━━ Text segment ━━

# "The Hart Bow" -- what series pilot was that from?



## Axegrrl (Aug 8, 2005)

This came up a couple of game nights ago, and I keep thinking about it...

There was a series pilot that ran as a 2-hour (or so) movie, sometime between 79 and 84. It was a fantasy story, with the hero traipsing all over the place looking for something. The hero ends up with this bow with a huge honkin' emerald set in the grip. Hero picks up bow, and gets an arrow-shaped scar burned into the shoulder. The bow had all sorts of special powers, though I'm not sure of what any of them were. I *think* the thing could shoot green lightning bolts. 

(Reason I'm not sure of the bow's powers is because my ranger character got said bow about a month later, deep in the yuan-ti jungles. There was a module with a yuan-ti city/ruins that you had to clean out, and at the end of the adventure, there was the bow. My dm statted it out as an artifact, which had the green lightning action, plus the "magic arrows" a la D&D cartoon, plus a few other "minor" powers... with oddball "side benefits" like needing to eat 6x as much as normal and being insubstantial to metal.)

Anyhow.... anyone got a clue what series this movie was supposed to be the pilot for? The series never happened.


----------



## trancejeremy (Aug 8, 2005)

Haven't seen it, but remember it coming up here - wasn't it something like "The Archer :Fugitive from the Empire"

http://www.imdb.com/title/tt0082027/


----------



## Ranger REG (Aug 8, 2005)

━━━

Problem set.
1. Which usernames appear as post authors in the forum thread about the Hart Bow?
2. Extend the forum thread about the Hart Bow, picking up after its final line, the heading for Ranger REG's post.

━━ Raw data ━━

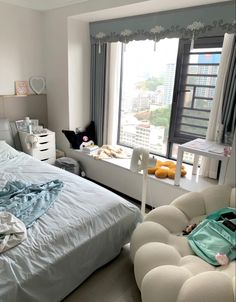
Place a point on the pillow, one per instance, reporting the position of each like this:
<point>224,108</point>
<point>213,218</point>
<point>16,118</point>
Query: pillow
<point>82,138</point>
<point>6,151</point>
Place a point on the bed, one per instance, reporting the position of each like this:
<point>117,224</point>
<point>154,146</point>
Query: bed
<point>84,229</point>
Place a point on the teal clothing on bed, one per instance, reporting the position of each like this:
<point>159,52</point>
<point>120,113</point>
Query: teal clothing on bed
<point>29,201</point>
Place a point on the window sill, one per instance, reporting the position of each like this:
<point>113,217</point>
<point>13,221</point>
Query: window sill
<point>116,174</point>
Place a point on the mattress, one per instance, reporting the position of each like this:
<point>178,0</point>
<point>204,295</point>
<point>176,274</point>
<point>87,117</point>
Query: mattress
<point>85,228</point>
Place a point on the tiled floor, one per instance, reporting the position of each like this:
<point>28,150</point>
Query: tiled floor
<point>113,282</point>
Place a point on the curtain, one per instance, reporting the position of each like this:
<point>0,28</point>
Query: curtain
<point>97,93</point>
<point>209,167</point>
<point>229,99</point>
<point>200,21</point>
<point>112,93</point>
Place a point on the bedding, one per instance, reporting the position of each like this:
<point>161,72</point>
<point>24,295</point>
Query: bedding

━━━

The results.
1. Axegrrl, trancejeremy, Ranger REG

2.
trancejeremy said:
			
		

> Haven't seen it, but remember it coming up here - wasn't it something like "The Archer :Fugitive from the Empire"
> 
> http://www.imdb.com/title/tt0082027/



I haven't seen that in a long time. The franchise should consider a direct-to-video format.


----------



## Truth Seeker (Aug 9, 2005)

Wow, that is a flashback.


----------



## Steel_Wind (Aug 9, 2005)

It was not a series, so much as it was stated to be one of a planned number of 6 made for TV movies in the fantasy genre on NBC I think, coming in on the tail of the _Conan_ movies, the initial AD&D craze and _Wizards and Warriors_. ("Marco, my shield!").

I am not sure if _Hawk the Slayer _ was also part of that misguided effort or not.

One of my players at the time had an uber_powered bow based on that ridiculously overpowerd thing.  Years later, the character is still referred to as "The Hard-on Bowman".

Good times.


----------



## Truth Seeker (Aug 9, 2005)

Hawk the Slayer might have been, cause the ending was a setup, for another story. But again, like you said, it might not have panned out.


----------



## Steverooo (Aug 10, 2005)

*Here's the recent thread about it:*

http://www.enworld.org/showthread.php?t=138351


----------



## Dagger75 (Aug 10, 2005)

I find it funny both threads are right next to each other.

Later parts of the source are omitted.